Pointing dataset listing:
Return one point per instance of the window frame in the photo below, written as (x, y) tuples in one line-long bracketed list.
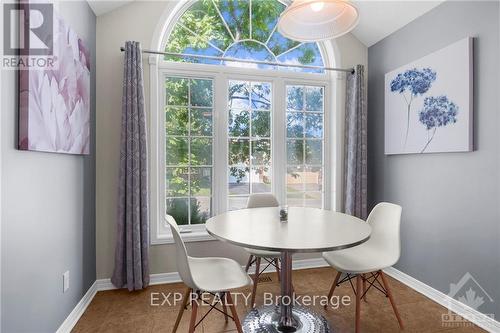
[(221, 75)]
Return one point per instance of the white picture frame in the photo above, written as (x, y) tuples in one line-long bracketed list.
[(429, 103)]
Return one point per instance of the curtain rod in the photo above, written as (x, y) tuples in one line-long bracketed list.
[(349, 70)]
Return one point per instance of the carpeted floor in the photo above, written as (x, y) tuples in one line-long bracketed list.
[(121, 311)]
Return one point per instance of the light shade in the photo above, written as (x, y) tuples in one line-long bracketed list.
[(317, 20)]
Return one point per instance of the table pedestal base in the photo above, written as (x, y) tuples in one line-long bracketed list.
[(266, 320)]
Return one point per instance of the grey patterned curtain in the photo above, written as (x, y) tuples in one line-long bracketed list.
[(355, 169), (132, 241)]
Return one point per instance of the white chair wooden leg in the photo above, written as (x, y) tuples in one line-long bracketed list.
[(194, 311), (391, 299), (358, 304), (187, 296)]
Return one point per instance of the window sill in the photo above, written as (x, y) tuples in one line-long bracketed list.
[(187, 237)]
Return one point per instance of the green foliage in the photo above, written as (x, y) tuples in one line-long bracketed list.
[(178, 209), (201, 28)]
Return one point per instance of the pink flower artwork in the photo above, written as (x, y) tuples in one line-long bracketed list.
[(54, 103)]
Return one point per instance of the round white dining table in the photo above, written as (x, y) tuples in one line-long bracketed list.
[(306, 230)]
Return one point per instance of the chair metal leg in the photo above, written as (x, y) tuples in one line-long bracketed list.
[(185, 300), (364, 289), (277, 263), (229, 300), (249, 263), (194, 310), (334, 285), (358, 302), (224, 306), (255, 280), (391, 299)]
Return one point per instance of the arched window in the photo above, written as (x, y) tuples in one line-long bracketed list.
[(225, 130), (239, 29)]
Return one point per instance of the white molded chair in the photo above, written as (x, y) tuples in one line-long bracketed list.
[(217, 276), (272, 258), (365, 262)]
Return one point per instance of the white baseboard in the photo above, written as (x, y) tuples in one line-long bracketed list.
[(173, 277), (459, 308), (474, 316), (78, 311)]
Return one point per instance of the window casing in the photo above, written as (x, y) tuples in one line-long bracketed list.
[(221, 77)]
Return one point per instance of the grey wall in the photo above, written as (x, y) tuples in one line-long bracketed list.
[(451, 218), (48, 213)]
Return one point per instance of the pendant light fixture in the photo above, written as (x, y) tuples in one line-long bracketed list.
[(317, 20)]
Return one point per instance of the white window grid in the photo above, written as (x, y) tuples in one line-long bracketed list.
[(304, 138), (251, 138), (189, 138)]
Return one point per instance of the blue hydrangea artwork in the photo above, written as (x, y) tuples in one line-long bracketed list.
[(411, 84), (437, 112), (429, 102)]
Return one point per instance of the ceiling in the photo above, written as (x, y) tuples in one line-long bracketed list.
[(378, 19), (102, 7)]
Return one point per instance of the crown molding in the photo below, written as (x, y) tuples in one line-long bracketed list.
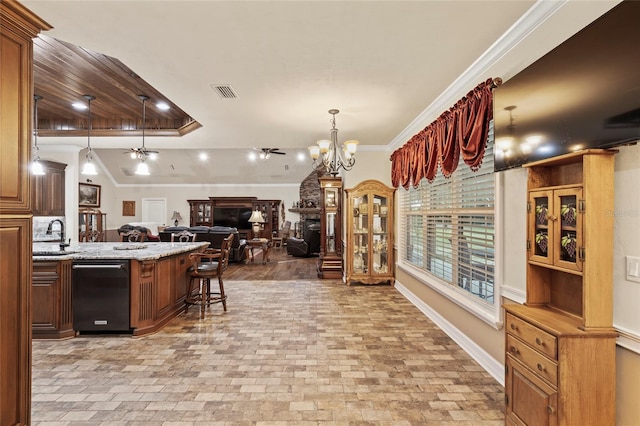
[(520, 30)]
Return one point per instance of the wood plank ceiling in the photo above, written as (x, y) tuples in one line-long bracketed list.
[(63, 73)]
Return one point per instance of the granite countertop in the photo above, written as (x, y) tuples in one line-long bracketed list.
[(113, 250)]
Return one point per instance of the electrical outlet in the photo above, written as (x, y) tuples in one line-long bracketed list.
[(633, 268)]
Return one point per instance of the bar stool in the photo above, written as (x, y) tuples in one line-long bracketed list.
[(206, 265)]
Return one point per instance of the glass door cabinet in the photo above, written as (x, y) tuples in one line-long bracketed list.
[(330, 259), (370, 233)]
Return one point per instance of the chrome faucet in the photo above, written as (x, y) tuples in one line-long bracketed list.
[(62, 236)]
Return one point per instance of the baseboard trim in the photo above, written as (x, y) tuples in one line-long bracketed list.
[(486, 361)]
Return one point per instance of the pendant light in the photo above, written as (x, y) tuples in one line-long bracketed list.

▶ YOUR INSTRUCTIONS
Update the whole listing by replacing "tuples" with "pairs" and leaving everything else unchanged. Omit the pictures from your version.

▶ SOLUTION FOR THIS TASK
Return one point per instance of the window frame in the photo below, written as (x, y) pairs in one line-long bracketed list.
[(221, 75)]
Return one point per instance of the white picture frame in the photo above, written as (x, y) pairs in one line-long bracketed list.
[(429, 103)]
Return one point per instance of the curtain rod in the photo above, written as (x, y) pairs in one line-long bracketed list.
[(349, 70)]
Return one point per instance of the carpeted floor in the photo above, written as (x, y) pairs in one line-long bracketed list.
[(121, 311)]
Return one point per instance of the light shade in the photo above, written as (x, y) pairs in one line-long bracketed list.
[(317, 20)]
Return one point per instance of the table pedestal base in the photo above, written as (x, y) pairs in one line-long bracketed list.
[(266, 320)]
Return one point per instance of the grey patterned curtain in the photo above, written as (x, y) pairs in one line-long bracketed list.
[(355, 169), (132, 241)]
Return one point per instance of the white chair wooden leg in the photo above, written as (x, y) pairs in one line-long bracketed list.
[(194, 311), (391, 299), (358, 304), (187, 296)]
Return one point per instance of the window sill in the photo above, written as (x, y) pairs in one line-long bracketed list.
[(187, 237)]
Return one point per instance of the green foliage in the photo above, written as (x, y) pairs in one line-long bracketed list.
[(178, 209), (201, 28)]
Return one point per instance of the pink flower artwork in the photo above, written as (x, y) pairs in one line-long bracketed list.
[(54, 103)]
Return one point per instance of the round white dining table in the photo above, written as (x, y) pairs in one line-long bracketed list.
[(306, 230)]
Return one point per instance of the chair metal leg in the photo above, written as (x, y) pairs in one line-long bracketed list.
[(185, 300), (364, 289), (277, 263), (229, 300), (249, 263), (194, 310), (334, 285), (358, 302), (224, 306), (255, 280), (391, 299)]
Return one point per instance of the arched window in the photo above, written as (x, y) pairs in one line-long bracketed list.
[(225, 130), (239, 29)]
Return one point per instance of the white molded chair in the photo above, written as (x, y) pairs in one line-long bracketed list.
[(217, 276), (272, 258), (365, 262)]
Return one point per instance of the white baseboard in the photo above, written as (x, y) pairs in one line-long bracketed list.
[(173, 277), (459, 308), (474, 316), (78, 311)]
Return one point per instance of the window casing in the photo above, written as (x, y) pairs in one line-long bracketed list.
[(221, 77)]
Return one point per instance of the grey wall in the photo above, written as (x, y) pairs in one line-long bracketed list.
[(451, 218), (48, 213)]
Return one point per instance of the pendant light fixture in the photo above, written as (x, y) pairs in one line-long bracketed list.
[(317, 20)]
Return one point per instance of the white window grid in the photo above, written as (x, y) pairs in one line-long bracketed list.
[(304, 138), (251, 138), (189, 138)]
Return one point per instance of the blue hydrangea artwork in the photo above, written as (x, y) pairs in one line-long bracketed list.
[(411, 84), (437, 112), (429, 102)]
Return one point per instance of the ceiling in the photo above, written as (x, y) pairs in one line-long bracketed list.
[(378, 19), (102, 7)]
Return one point per instance of the crown molding in the photo below, written as (x, y) pairs in one line-long bracketed list.
[(520, 30)]
Return one point per instance of the wood plank ceiling in the photo above, written as (x, y) pairs in one line-long bracketed list.
[(63, 73)]
Return one point per instance of the granite countertop in the photo above, written as (x, y) pairs in one line-long bracketed list.
[(113, 250)]
Return one point per instance of the electrical outlet in the photo above, written as (x, y) pairs in one line-long bracketed list.
[(633, 268)]
Return one point per instance of the bar stool in the photo above, written as (x, y) pairs in one line-long bracketed list.
[(206, 265)]
Return one point per instance of the glass door cabinet in the photo above, written as (x, y) pairs in one line-long bracketed list.
[(330, 259), (370, 233)]
Return one point per instance of the chrome faucet in the photo above, written as (x, y) pairs in one line-long bracketed list.
[(62, 236)]
Return one point per instance of the baseboard trim in the photo above, written as (x, y) pairs in one line-long bracketed list.
[(486, 361)]
Return one point per instance of the pendant light in the photo above, written as (x, y) pairs in one line-long bracketed list.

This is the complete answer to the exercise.